Peter Xu <pet...@redhat.com> writes:

> On Fri, Mar 07, 2025 at 10:42:02AM -0300, Fabiano Rosas wrote:
>> There's currently no documentation for multifd, we can at least
>> provide an overview of the feature.
>
> We missed this for a long time indeed..
>
>> 
>> Signed-off-by: Fabiano Rosas <faro...@suse.de>
>> ---
>> Keep in mind the feature grew organically over the years and it has
>> had bugs that required reinventing some concepts, specially on the
>> sync part, so there's still some amount of inconsistency in the code
>> and that's not going to be fixed by documentation.
>> ---
>>  docs/devel/migration/features.rst |   1 +
>>  docs/devel/migration/multifd.rst  | 254 ++++++++++++++++++++++++++++++
>>  2 files changed, 255 insertions(+)

◆ **DATA EXTRACT**:
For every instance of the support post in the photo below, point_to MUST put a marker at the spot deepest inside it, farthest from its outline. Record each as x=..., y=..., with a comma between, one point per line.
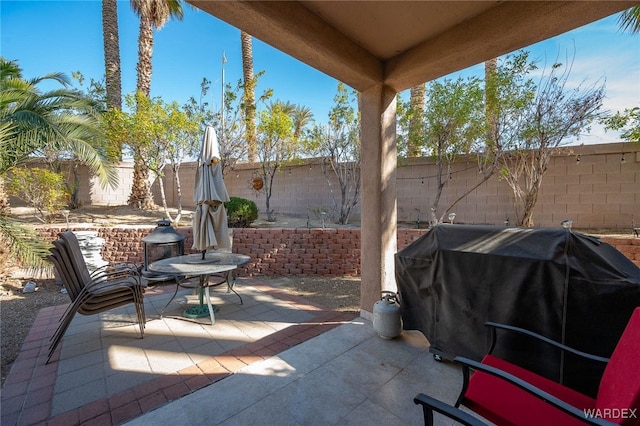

◆ **PROBLEM SET**:
**A.** In the multifd documentation thread, which file does the patch add 254 lines to?
**B.** Rewrite the part of the multifd documentation thread starting with "Peter Xu <pet...@redhat.com>" and going on through "long time indeed..", substituting "written guidance" for "documentation".

◆ **RESPONSES FOR EACH TASK**:
**A.** docs/devel/migration/multifd.rst

**B.**
Peter Xu <pet...@redhat.com> writes:

> On Fri, Mar 07, 2025 at 10:42:02AM -0300, Fabiano Rosas wrote:
>> There's currently no written guidance for multifd, we can at least
>> provide an overview of the feature.
>
> We missed this for a long time indeed..